WHAT TO DO:
A verbatim copy of the whole listing is what is needed.
*** Opening GIVEN INFORMATION ***
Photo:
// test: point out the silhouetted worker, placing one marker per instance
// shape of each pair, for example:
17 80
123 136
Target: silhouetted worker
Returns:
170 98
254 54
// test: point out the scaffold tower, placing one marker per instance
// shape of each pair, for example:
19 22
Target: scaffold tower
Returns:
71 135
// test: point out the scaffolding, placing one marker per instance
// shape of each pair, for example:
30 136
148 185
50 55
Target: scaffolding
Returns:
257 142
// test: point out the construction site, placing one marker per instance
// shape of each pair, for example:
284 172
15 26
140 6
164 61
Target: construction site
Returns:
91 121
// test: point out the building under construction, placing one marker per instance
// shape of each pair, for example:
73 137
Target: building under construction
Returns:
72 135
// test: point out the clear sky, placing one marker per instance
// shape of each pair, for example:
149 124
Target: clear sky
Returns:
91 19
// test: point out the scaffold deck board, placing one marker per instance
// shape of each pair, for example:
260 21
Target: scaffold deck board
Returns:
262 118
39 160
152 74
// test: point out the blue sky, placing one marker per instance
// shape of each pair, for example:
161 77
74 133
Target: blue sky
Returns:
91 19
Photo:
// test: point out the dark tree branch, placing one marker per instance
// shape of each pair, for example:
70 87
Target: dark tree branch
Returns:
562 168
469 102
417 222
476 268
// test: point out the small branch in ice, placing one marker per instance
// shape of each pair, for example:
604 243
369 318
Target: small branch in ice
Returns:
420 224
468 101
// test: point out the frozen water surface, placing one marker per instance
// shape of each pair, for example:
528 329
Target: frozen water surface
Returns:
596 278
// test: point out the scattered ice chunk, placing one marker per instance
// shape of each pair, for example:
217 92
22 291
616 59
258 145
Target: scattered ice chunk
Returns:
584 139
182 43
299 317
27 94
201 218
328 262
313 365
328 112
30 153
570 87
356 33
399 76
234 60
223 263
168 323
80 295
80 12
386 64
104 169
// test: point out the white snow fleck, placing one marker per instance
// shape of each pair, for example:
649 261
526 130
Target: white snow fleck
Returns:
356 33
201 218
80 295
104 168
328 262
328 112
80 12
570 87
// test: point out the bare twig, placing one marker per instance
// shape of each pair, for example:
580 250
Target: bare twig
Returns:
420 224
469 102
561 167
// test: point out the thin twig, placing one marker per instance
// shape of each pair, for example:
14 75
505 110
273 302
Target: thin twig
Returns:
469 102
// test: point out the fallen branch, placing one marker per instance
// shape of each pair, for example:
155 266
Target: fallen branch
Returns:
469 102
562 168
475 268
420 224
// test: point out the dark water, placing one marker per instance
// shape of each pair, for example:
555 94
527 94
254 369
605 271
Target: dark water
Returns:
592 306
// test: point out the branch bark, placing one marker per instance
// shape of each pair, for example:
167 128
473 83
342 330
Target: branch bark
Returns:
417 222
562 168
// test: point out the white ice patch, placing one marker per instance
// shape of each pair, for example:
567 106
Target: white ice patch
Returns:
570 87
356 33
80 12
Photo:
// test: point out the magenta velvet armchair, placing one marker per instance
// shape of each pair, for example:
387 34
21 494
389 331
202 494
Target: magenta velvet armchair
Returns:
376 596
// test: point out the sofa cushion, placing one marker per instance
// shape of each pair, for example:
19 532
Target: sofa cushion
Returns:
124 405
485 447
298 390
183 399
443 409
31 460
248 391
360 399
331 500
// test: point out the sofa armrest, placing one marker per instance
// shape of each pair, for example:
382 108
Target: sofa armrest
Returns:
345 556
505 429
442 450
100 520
*** Closing GIVEN INFORMATION ***
ANSWER SPACE:
Photo:
// test: point out the silhouetted worker, placing one marker per instance
// shape of each pair, for example:
17 80
123 136
Target: silhouetted worker
Returns:
170 98
254 54
// test: point out the scaffold tower, placing one marker per instance
// shape of each pair, for example:
19 22
Target: scaffold tower
Returns:
71 135
// test: point out the scaffolding, placing one marker per instance
// shape of each pair, for example:
30 136
148 185
50 55
Target: scaffolding
Returns:
257 142
// test: point out the construction site, placing one marker per instance
// shape of each pair, for example:
284 172
15 26
140 6
164 61
Target: construction site
Returns:
91 121
// test: point out the building under construction, placing one marker per instance
// shape of each pair, for example:
73 137
Target: building under construction
Returns:
72 135
// test: point out the clear sky, placing one marker per instance
// shape of each pair, for example:
149 124
Target: clear sky
Returns:
91 19
// test: point out the scaffold deck board, placing one marker per instance
// shape of each pair, for example:
260 21
Target: scaffold deck board
Returns:
262 118
39 160
152 74
// test: point out the blue sky, placing one marker per instance
// shape of each pair, for example:
161 77
74 133
Target: blue sky
Returns:
91 19
Photo:
// test: point out the dark tree branch, placing one marker per instance
// shape of each pair, for example:
70 87
Target: dark tree branch
Returns:
562 168
469 102
417 222
476 268
// test: point out the small branch in ice, placing one marker per instance
// shape of each pair, for example:
604 243
369 318
Target: small branch in ice
Returns:
420 224
468 101
// test: point out the frozen water surface, placing one marker per instance
// shape of each pair, for example:
528 329
Target: frozen water surface
Returns:
596 278
// test: point out the scattered ice chunk, placing one marker per instance
// shape of each pair, for example:
217 92
22 291
616 59
258 145
Target: scattered ice chunk
Returns:
584 139
182 43
299 317
27 94
201 218
328 262
313 365
328 112
30 153
570 87
356 33
399 76
234 60
223 263
168 323
80 295
80 12
386 64
104 169
// test: point out the white snow fleck, placing one marker per instance
// shape of each pair, for example:
649 261
526 130
Target: white snow fleck
Returns:
356 33
201 218
80 295
104 168
328 262
328 112
80 12
570 87
// test: point out the bare twig, placing one marker per instance
// shape of each pair, for example:
580 250
Target: bare twig
Returns:
420 224
469 102
561 167
// test: point out the thin twig, placing one marker per instance
// shape of each pair, for example:
14 75
505 110
273 302
Target: thin twig
Returns:
469 102
// test: point out the fallen branch, placing one marker per instance
// shape of each pair, for example:
155 266
Target: fallen branch
Returns:
469 102
562 168
475 268
420 224
// test: point out the dark water, placing one marker per instance
// shape of each pair, for example:
555 94
527 94
254 369
605 271
Target: dark water
Returns:
592 306
// test: point out the branch bark, placing one marker per instance
// shape of each pair, for example:
167 128
473 83
342 330
Target: branch bark
Returns:
417 222
562 168
// test: point out the white ice patch, placing one marker per instance
// shape of each pair, for example:
567 106
Target: white ice patch
Returns:
570 87
356 33
80 12
Photo:
// test: point out the magenta velvet armchair, placing one marker per instance
// shape of each pair, for example:
387 34
21 494
389 331
202 494
Target: magenta velvet armchair
Returns:
376 596
// test: point out the sofa cushion, placing one marker per instance
// shape of each pair, for example:
19 532
Target: sofa cushion
Returns:
124 405
485 447
298 390
183 399
443 409
31 460
248 391
360 399
331 500
// test: point out the sofa armrest, placing one marker per instance
// shape of each pair, for example:
382 108
Target: sofa armrest
Returns:
345 556
505 429
442 450
100 520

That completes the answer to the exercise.